• **What the task requires**
Print out each entry below exactly, please.

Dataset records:
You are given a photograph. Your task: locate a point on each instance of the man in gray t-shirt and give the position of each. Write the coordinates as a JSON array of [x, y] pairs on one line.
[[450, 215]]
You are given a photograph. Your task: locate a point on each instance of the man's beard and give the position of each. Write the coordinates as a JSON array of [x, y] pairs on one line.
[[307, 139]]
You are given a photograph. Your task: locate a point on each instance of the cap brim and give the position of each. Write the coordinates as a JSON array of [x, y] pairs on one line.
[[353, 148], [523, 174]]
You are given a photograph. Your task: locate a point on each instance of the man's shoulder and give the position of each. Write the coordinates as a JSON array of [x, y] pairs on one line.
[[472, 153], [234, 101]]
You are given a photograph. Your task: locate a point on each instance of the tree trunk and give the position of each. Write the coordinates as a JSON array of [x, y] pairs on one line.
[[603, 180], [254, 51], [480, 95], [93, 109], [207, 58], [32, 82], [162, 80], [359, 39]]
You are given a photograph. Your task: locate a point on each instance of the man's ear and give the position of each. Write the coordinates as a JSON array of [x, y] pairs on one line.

• **Output of the exercise**
You are given a photograph. Your task: locate a point on each instance of the man in gray t-shirt and give the position of each. Write the coordinates as a JSON array of [x, y] pairs on one line.
[[450, 215]]
You are given a photograph. Your task: locate a point on each instance of the man's beard and give the position of each. Write the coordinates as a JSON array of [x, y] pairs on one line.
[[307, 139]]
You are given a photograph. Your task: locate a point on each instance of the cap brim and give the position of each. Write the coordinates as a JSON array of [x, y] pairs on one line.
[[353, 148], [523, 174]]
You are given a photograph. Your task: locate a point on each instance of the man's shoulder and give the position of each. Write the coordinates as a JSON array of [x, y] pairs on one line.
[[472, 153], [234, 101]]
You are given a photograph. Your task: locate a point on each instance of the tree trunk and give the position of each. Write the coordinates as a JSON array of [x, y] pairs on one line.
[[603, 180], [254, 51], [480, 95], [93, 109], [207, 58], [32, 82], [162, 80], [359, 39]]
You are given a photograph. Your task: locate a point on each instance of the man's ear and give the position of each. Write the coordinates as a JSON array of [x, y] pairs on one line.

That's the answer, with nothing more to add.